Requirements: Could you output every line of the listing below as a numbered list, skipping any blank lines and leaving the pictures out?

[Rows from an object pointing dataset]

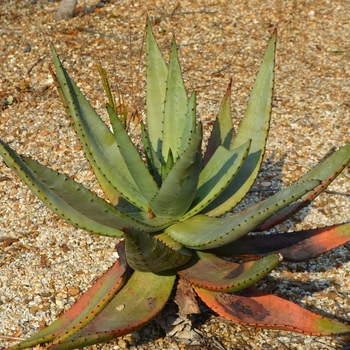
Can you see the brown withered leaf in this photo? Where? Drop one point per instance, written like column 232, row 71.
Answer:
column 185, row 298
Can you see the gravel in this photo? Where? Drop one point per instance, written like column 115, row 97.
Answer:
column 45, row 264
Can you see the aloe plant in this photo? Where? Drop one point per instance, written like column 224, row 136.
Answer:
column 172, row 210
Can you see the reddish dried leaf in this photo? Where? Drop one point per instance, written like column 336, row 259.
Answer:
column 294, row 246
column 139, row 301
column 255, row 308
column 86, row 308
column 211, row 272
column 186, row 298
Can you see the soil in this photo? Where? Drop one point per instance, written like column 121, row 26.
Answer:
column 45, row 264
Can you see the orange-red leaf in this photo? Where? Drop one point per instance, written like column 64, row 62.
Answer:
column 294, row 246
column 256, row 308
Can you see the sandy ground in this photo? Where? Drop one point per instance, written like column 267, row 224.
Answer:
column 45, row 263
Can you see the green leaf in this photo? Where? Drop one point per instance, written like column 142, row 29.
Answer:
column 179, row 188
column 97, row 140
column 208, row 271
column 325, row 171
column 153, row 162
column 216, row 176
column 222, row 133
column 73, row 202
column 256, row 308
column 175, row 132
column 137, row 168
column 147, row 253
column 156, row 73
column 254, row 126
column 190, row 124
column 204, row 232
column 140, row 300
column 110, row 191
column 88, row 306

Task response:
1. Can you see the brown withered leaf in this photo? Where? Drop one point per instance, written like column 232, row 71.
2. Answer:
3. column 185, row 298
4. Can you see the gravel in this photo? Where? Drop one point per instance, written like column 115, row 97.
5. Answer:
6. column 45, row 264
7. Can you see the aloe plant in this photo? Where? Drop one point per instance, written like column 224, row 136.
8. Answer:
9. column 172, row 210
10. Can you see the reddish dried leaf in this photo? Where? Drop one point per instance, written like column 336, row 259.
11. Answer:
12. column 294, row 246
13. column 139, row 301
14. column 255, row 308
15. column 86, row 308
16. column 211, row 272
17. column 186, row 298
18. Can you see the soil in this photo? Where? Drop one point per instance, written like column 121, row 26.
19. Answer:
20. column 45, row 264
21. Can you see the orange-red leaf in this photo? Where? Drop one point per instance, written like column 64, row 62.
22. Answer:
23. column 294, row 246
24. column 256, row 308
25. Can you see the sandy ground in this photo? Where? Drop one point per instance, written like column 267, row 224.
26. Answer:
27. column 45, row 263
28. Can you see the green leaf in this photo? Where? Drop one point per instance, written like column 142, row 29.
29. Answer:
30. column 179, row 188
31. column 97, row 140
32. column 208, row 271
33. column 325, row 171
34. column 153, row 162
35. column 216, row 176
36. column 222, row 133
37. column 73, row 202
38. column 256, row 308
39. column 175, row 132
40. column 137, row 168
41. column 147, row 253
42. column 156, row 73
43. column 254, row 126
44. column 190, row 124
45. column 204, row 232
46. column 140, row 300
47. column 110, row 191
48. column 88, row 306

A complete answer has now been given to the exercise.